[Entries taken from a collection]
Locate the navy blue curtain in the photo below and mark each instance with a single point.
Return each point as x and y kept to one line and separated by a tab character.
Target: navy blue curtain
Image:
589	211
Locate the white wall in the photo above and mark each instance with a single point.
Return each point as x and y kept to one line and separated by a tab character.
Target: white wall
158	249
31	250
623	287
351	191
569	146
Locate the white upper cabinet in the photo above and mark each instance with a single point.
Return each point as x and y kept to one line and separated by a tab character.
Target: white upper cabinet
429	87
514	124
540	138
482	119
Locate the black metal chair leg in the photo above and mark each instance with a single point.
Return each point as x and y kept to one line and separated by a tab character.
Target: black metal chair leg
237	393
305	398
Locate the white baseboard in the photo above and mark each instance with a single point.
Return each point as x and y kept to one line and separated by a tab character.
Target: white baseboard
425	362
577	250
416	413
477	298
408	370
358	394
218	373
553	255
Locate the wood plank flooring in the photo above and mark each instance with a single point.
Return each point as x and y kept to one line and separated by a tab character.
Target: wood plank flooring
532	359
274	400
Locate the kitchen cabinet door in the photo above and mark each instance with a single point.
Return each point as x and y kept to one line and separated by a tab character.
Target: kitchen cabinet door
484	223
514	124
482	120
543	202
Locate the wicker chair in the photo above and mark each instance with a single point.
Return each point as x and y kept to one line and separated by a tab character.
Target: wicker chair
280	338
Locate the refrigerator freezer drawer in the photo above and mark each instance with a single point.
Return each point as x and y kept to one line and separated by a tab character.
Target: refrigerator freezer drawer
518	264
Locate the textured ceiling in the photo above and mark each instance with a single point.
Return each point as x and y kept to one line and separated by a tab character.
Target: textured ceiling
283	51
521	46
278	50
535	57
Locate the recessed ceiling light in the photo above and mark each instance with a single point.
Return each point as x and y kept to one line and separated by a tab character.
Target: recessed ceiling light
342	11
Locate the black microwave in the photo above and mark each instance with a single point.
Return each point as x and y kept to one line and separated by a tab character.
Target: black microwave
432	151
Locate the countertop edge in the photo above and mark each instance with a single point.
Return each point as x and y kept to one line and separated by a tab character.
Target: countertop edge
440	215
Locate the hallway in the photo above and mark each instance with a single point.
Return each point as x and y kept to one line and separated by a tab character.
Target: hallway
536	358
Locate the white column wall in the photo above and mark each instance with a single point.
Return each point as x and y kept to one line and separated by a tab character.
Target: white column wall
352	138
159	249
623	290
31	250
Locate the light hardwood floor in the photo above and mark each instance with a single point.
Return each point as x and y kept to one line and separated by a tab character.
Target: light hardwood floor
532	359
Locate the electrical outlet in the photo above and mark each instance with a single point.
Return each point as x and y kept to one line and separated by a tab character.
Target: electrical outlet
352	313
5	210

> [ASSIGNED TASK] Work through the records above. Copy every line with the string "curtain".

> [TASK SOLUTION]
Locate the navy blue curtain in the photo below and mark each instance with a single point.
Target: navy blue curtain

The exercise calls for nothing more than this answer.